_Instructions:_
(A) In the article on frogs and global warming, how many species of amphibians does the world have?
(B) Carry on the article on frogs and global warming from its last sentence.

_Study text:_
Start of Block

Frogs could croak if global warming not fixed


MONTREAL – Frogs have been around for millions of years, but if humans keep ruining the planet, these important members of the food chain face extinction, biologists around the globe are warning.

One-third to one-half of the world’s 6,000 species of amphibians – frogs, toads and salamanders – could disappear if nothing is done, the experts warn, a loss some are calling the largest mass extinction since the dinosaurs.

"In the past 50 years, 120 different species have disappeared forever," David Rodrigue, director of the Ecomuseum in Ste. Anne de Bellevue, Que., said Friday.

Do away with frogs and there will be more mosquitoes and, therefore, more possible carriers of viruses like West Nile, he said.

"When you hear less and less frog noise at the chalet, that’s a sign frogs are disappearing at an alarming rate," said Rachel Leger, director of Montreal’s Biodome.

Air and water pollution, loss of habitat, climate change and pesticides are some of the causes for their disappearance.

End of Block

_Dataset extract:_
Start of Block

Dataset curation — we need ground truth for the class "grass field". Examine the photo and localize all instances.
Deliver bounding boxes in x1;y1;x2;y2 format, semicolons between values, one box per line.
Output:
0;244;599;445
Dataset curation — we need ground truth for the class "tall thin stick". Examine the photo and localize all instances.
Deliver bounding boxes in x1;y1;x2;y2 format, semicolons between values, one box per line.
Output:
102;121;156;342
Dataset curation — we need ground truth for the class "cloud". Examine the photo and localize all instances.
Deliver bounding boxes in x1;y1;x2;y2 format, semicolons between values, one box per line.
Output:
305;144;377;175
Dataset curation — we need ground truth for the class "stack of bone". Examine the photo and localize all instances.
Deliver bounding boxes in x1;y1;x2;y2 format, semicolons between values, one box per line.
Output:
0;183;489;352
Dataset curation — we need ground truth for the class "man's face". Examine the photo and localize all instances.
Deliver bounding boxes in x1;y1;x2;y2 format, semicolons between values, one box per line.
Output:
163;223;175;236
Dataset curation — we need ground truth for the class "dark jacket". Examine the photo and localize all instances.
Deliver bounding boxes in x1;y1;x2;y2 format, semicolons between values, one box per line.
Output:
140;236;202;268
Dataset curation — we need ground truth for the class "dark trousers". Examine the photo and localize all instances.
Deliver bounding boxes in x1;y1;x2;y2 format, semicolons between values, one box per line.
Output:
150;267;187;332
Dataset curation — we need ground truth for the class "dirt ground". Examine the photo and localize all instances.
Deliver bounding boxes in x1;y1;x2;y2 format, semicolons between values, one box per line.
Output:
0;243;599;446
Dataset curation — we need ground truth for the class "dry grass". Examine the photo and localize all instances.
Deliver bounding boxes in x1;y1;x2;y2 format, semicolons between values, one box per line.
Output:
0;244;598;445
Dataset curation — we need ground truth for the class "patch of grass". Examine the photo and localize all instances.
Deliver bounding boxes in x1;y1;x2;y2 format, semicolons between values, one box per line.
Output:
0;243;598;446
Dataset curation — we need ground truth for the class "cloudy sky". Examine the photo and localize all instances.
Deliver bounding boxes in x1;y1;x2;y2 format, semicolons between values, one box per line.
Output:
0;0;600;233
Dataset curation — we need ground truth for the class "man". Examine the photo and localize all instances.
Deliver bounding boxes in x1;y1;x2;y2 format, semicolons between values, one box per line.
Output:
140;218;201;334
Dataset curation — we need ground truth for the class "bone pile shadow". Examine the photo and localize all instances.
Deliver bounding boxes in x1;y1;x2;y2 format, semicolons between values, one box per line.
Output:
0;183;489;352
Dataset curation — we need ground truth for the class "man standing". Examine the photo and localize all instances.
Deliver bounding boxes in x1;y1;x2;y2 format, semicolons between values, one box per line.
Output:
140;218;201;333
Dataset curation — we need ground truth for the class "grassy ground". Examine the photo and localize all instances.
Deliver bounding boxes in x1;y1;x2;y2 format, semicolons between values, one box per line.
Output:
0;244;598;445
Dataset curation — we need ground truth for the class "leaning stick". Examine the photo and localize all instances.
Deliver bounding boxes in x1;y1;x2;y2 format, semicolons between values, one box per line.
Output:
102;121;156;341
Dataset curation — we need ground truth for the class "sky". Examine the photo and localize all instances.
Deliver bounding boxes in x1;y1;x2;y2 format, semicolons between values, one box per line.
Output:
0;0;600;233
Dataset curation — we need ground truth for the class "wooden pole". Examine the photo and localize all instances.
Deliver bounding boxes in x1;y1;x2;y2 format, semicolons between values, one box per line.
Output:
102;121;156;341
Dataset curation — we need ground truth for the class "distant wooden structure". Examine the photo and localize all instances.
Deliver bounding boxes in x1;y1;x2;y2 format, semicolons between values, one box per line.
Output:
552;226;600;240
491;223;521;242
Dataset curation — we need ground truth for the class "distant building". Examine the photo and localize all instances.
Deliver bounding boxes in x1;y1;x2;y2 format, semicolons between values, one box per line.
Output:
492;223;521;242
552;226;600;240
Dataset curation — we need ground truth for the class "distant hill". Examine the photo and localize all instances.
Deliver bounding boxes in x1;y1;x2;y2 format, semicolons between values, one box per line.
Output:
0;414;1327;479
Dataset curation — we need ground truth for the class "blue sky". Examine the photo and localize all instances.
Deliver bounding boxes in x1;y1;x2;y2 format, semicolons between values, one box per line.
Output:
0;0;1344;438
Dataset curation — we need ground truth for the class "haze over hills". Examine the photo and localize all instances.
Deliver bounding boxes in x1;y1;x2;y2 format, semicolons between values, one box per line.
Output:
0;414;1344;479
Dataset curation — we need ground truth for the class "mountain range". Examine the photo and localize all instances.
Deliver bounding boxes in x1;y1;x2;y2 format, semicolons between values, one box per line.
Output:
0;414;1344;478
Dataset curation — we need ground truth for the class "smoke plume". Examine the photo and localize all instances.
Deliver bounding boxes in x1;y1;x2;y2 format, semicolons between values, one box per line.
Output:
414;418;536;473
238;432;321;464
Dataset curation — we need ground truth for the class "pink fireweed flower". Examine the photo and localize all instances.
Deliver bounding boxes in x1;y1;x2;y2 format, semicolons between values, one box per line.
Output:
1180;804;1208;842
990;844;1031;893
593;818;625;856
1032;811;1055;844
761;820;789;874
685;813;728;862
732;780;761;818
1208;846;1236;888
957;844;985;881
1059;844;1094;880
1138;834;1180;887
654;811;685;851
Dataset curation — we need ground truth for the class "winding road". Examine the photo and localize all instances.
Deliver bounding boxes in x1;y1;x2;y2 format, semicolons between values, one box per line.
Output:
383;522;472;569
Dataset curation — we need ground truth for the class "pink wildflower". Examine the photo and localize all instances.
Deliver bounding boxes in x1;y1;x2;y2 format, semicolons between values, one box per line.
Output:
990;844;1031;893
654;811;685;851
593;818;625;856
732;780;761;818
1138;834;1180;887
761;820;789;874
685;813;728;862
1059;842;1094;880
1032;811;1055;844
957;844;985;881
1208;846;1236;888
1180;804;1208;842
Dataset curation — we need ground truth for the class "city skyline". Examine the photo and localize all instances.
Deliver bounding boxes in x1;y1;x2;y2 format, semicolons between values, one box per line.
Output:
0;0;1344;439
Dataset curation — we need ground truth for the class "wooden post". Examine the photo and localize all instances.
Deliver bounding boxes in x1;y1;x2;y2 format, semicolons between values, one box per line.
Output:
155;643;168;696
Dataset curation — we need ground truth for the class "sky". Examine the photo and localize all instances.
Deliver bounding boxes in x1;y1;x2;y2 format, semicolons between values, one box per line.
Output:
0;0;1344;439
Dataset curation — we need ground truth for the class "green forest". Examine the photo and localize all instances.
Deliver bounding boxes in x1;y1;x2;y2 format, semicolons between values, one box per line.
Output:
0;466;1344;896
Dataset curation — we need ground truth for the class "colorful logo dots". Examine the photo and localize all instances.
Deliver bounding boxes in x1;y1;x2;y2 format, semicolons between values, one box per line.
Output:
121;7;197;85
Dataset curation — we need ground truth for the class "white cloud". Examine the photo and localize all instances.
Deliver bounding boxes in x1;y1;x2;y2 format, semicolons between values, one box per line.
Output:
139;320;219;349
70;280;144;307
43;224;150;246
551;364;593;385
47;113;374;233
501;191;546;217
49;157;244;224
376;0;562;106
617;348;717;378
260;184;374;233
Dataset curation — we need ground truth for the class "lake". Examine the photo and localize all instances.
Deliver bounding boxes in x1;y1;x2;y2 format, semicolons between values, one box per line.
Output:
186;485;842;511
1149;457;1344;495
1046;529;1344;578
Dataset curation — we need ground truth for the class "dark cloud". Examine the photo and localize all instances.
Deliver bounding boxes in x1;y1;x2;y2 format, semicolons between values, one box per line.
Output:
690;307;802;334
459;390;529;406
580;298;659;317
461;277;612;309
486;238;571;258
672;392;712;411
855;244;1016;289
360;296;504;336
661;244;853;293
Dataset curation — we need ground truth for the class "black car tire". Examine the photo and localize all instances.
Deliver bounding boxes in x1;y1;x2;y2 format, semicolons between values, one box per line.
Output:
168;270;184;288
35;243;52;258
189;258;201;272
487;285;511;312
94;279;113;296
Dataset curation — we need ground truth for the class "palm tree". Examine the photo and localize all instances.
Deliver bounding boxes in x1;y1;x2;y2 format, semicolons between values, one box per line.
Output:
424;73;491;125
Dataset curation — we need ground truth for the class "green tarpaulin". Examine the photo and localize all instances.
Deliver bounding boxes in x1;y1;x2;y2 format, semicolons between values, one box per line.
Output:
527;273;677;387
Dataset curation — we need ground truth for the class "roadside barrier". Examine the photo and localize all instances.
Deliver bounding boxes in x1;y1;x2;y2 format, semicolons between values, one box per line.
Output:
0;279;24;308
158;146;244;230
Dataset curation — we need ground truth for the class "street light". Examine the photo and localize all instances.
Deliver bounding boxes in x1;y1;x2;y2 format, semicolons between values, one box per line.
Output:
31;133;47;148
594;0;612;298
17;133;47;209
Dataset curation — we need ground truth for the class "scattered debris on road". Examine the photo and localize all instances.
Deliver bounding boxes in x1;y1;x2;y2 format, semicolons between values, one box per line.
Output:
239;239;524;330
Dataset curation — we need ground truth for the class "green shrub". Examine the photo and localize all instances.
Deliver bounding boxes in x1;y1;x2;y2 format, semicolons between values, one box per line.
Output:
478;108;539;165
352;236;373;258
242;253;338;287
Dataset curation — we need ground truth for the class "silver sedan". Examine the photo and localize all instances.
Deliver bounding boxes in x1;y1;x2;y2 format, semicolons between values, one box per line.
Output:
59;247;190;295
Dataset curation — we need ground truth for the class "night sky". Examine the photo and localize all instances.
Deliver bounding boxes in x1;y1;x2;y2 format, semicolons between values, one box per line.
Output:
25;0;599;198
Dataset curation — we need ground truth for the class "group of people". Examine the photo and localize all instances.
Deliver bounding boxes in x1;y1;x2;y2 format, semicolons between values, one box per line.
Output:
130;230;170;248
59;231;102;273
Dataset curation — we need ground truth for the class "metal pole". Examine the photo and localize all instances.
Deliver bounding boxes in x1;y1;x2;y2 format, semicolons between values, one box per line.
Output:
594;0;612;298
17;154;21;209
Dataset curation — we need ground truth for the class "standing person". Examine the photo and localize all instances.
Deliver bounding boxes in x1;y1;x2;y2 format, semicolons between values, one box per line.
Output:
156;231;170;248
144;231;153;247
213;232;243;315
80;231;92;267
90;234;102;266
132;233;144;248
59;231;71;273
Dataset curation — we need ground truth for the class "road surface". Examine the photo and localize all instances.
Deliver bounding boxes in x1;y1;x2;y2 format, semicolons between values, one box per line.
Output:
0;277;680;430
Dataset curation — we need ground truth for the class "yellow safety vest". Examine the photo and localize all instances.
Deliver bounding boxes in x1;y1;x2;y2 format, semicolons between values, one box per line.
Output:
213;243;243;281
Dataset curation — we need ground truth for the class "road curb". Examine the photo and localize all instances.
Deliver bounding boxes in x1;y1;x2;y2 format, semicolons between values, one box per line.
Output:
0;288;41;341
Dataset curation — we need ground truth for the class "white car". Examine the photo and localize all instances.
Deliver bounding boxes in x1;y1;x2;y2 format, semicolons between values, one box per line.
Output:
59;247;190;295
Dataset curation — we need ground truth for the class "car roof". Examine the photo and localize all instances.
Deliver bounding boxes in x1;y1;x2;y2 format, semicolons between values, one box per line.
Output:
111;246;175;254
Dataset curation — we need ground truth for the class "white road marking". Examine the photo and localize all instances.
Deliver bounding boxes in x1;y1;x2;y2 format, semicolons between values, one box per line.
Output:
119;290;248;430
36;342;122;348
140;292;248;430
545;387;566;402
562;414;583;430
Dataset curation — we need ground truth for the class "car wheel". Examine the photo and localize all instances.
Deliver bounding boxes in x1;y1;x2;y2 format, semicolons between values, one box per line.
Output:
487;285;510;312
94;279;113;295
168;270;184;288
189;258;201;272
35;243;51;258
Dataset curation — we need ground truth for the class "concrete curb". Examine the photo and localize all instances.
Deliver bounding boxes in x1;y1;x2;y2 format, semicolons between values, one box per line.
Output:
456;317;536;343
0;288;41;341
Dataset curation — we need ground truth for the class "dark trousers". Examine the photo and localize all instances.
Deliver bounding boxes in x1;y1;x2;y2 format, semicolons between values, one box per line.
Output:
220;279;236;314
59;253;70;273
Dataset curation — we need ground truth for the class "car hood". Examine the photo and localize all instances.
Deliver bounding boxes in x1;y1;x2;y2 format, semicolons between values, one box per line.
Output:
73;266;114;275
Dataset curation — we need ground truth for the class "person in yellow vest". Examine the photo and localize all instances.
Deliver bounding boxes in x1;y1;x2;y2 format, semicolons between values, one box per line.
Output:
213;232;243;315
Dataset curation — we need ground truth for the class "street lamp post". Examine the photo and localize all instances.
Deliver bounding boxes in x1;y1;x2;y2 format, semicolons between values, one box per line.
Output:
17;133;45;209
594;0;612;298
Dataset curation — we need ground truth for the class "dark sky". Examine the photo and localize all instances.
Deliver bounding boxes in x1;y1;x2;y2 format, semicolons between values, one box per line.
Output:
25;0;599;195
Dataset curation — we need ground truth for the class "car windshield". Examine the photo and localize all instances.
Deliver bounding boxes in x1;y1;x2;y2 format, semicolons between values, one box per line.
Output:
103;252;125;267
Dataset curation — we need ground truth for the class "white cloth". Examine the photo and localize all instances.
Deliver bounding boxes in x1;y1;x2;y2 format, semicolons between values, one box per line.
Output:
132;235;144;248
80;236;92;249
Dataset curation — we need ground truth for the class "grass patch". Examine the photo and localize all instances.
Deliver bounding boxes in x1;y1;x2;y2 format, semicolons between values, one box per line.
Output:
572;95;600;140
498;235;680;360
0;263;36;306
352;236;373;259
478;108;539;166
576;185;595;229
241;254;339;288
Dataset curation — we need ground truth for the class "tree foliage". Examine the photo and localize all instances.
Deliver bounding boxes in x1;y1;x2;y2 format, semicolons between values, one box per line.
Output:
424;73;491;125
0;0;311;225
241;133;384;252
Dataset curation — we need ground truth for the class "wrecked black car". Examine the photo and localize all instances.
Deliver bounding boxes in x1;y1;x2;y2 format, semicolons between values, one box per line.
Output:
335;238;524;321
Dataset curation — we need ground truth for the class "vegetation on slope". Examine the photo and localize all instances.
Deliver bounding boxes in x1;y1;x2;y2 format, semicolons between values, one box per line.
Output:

End of Block

_Outputs for the tasks:_
(A) The world has 6,000 species of amphibians.

(B)
Frogs drink through their skin, so if water is polluted, they can be poisoned. They are cold blooded, meaning their body temperature is the same as the air. Global warming can drive their internal temperature to harmful levels.

A fast-growing disease spread by the amphibian chytrid fungus is ravaging frog populations, particularly in tropical areas.

Global conservation groups have declared 2008 the Year of the Frog, and the six Quebec organizations hope to raise awareness of the threat to frogs, spur people to action, and raise much-needed cash to fund research.

The Ecomuseum, the Biodome, the Granby Zoo, Parc Safari, le Parc Aquarium of Quebec City and the Zoo Sauvage of St. Felicien are all starting educational programs to teach visitors about saving frogs.

They are breeding certain endangered species of frogs in captivity and funding research into fighting the fungal disease.

"There are 500 other species that will become extinct in our lifetime, no matter what we do," Rodrigue said.

"The message isn’t just that there’s a crisis, but that we have to act quickly."

The presence of frogs is a clear sign of balance in the ecosystem, Rodrigue added.

Frogs and other amphibians control the population levels of insects, both agricultural pests and disease carriers.

Development is encroaching into wetlands, destroying frog habitats. Pollution of lakes, rivers and streams, as well as air pollution, is taking a toll.

"Any effort to help the environment, either recycling, cleaning up the shoreline or not using pesticides – anything – will help," Rodrigue said.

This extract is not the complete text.